TEXT SHOWN =
• • • • • • •

Sharon Stone has a thing for Russia, apparently. The 55-year-old actress reportedly commands a $250,000 appearance fee, but such a hefty price tag does not appear to have deterred all customers. In 2011, Stone was in Moscow for a music-awards event when she issued the above unqualified endorsement of Russia, whose government has been at geopolitical loggerheads with the U.S. over a raft of issues. A year earlier, she was one of the main attractions at a Russian charity auction, where then Prime Minister Vladimir Putin graced the audience with his rendition of “Blueberry Hill” before joining Stone for a duet.
However, lest we worry that Stone actually believes her own words, she was in Georgia just two days after declaring her love of the country, hobnobbing with Putin’s major irritant, President Mikhail Saakashvili.
“The bottom line is I should know where I’m going. And I should do better research.”
Hilary Swank, a two-time Academy Award–winning actress, apologized for having helped Ramzan Kadyrov, a Kremlin-backed strongman in Chechnya, mark his 35th birthday in October 2011. Alongside actor Jean-Claude Van Damme, British violinist Vanessa Mae and Seal, a British R&B singer, she flew into Grozny. Activists say Kadyrov’s administration is implicated in torture, abductions, house burnings and executions in the war-ravaged Russian republic. Human-rights organizations called for the quartet not to keep any gifts or cash — instead, donating it — so as not to trivialize victim suffering.
Swank alluded to learning that human-rights groups had reached out before her trip to deter her, but claimed she never received the warnings. “Shame on me, you know,” she said. “I definitely can guarantee I won’t go anywhere ever again without doing full research.” Seal was significantly less apologetic. He took to Twitter, saying as a musician, he preferred “if you would leave me out of your politics.”
“We’ve thought about the morals of it a lot. This band is not political, we are not out to make statements, we play to anybody who comes to listen.”
Brian May, of the famed British rock act Queen, was unapologetic when criticized for performing in South Africa during apartheid. In 1984, Queen defied the British Musicians’ Union’s cultural boycott against South Africa by playing multiple shows at the Sun City resort. As a result, the band was not only fined by their union, but also found themselves on the U.N.’s blacklist, where they would remain until the end of apartheid.

• • • • • • •

WORK ORDER 1 = Repeat a passage from the text about celebrity appearances word for word, beginning at the words "However, lest we" and stopping after "trivialize victim suffering.".
WORK ORDER 2 = According to the text about celebrity appearances, in what year did Queen defy the British Musicians' Union's cultural boycott by playing shows at the Sun City resort?
The lines that come next are separate material and have no connection to the text about celebrity appearances.

[Natural-language object grounding data]
• • • • • • •

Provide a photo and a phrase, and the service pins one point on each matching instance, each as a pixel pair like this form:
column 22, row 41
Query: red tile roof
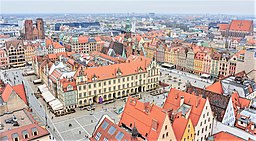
column 146, row 117
column 223, row 26
column 179, row 126
column 20, row 90
column 216, row 88
column 197, row 103
column 225, row 136
column 65, row 83
column 241, row 25
column 7, row 92
column 57, row 45
column 110, row 71
column 82, row 39
column 105, row 134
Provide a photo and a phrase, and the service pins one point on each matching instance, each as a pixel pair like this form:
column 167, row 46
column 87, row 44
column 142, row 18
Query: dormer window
column 94, row 77
column 119, row 72
column 34, row 131
column 69, row 88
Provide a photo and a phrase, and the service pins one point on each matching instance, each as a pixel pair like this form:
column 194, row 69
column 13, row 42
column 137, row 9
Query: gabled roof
column 20, row 90
column 215, row 87
column 7, row 92
column 103, row 128
column 144, row 116
column 82, row 39
column 179, row 126
column 197, row 103
column 57, row 45
column 225, row 136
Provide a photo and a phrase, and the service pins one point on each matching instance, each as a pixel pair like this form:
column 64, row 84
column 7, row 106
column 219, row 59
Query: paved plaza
column 82, row 127
column 83, row 122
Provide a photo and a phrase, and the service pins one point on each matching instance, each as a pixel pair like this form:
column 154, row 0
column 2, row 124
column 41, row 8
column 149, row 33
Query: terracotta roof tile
column 225, row 136
column 6, row 92
column 216, row 87
column 20, row 90
column 241, row 25
column 223, row 26
column 105, row 134
column 179, row 127
column 196, row 102
column 146, row 116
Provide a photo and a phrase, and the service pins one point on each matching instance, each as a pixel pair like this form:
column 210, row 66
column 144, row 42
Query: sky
column 233, row 7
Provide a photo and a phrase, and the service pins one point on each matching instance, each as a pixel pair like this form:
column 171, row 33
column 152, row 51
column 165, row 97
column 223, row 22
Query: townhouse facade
column 3, row 59
column 67, row 92
column 194, row 107
column 29, row 53
column 16, row 53
column 104, row 83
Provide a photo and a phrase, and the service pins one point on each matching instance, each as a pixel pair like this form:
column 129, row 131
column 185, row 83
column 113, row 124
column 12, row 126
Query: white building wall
column 203, row 129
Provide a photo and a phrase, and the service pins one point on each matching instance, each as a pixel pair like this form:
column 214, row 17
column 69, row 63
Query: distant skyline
column 232, row 7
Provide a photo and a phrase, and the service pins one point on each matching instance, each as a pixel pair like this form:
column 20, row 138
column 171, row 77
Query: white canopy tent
column 48, row 97
column 206, row 76
column 56, row 104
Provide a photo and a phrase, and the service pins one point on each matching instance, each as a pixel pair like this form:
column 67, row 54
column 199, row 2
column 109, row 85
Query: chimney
column 181, row 100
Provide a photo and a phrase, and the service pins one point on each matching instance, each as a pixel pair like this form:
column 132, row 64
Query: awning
column 167, row 65
column 205, row 75
column 48, row 97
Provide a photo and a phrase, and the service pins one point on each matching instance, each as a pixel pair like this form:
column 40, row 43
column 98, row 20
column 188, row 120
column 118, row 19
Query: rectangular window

• • • • • • •

ANSWER SPACE 1 =
However, lest we worry that Stone actually believes her own words, she was in Georgia just two days after declaring her love of the country, hobnobbing with Putin’s major irritant, President Mikhail Saakashvili.
“The bottom line is I should know where I’m going. And I should do better research.”
Hilary Swank, a two-time Academy Award–winning actress, apologized for having helped Ramzan Kadyrov, a Kremlin-backed strongman in Chechnya, mark his 35th birthday in October 2011. Alongside actor Jean-Claude Van Damme, British violinist Vanessa Mae and Seal, a British R&B singer, she flew into Grozny. Activists say Kadyrov’s administration is implicated in torture, abductions, house burnings and executions in the war-ravaged Russian republic. Human-rights organizations called for the quartet not to keep any gifts or cash — instead, donating it — so as not to trivialize victim suffering.

ANSWER SPACE 2 = 1984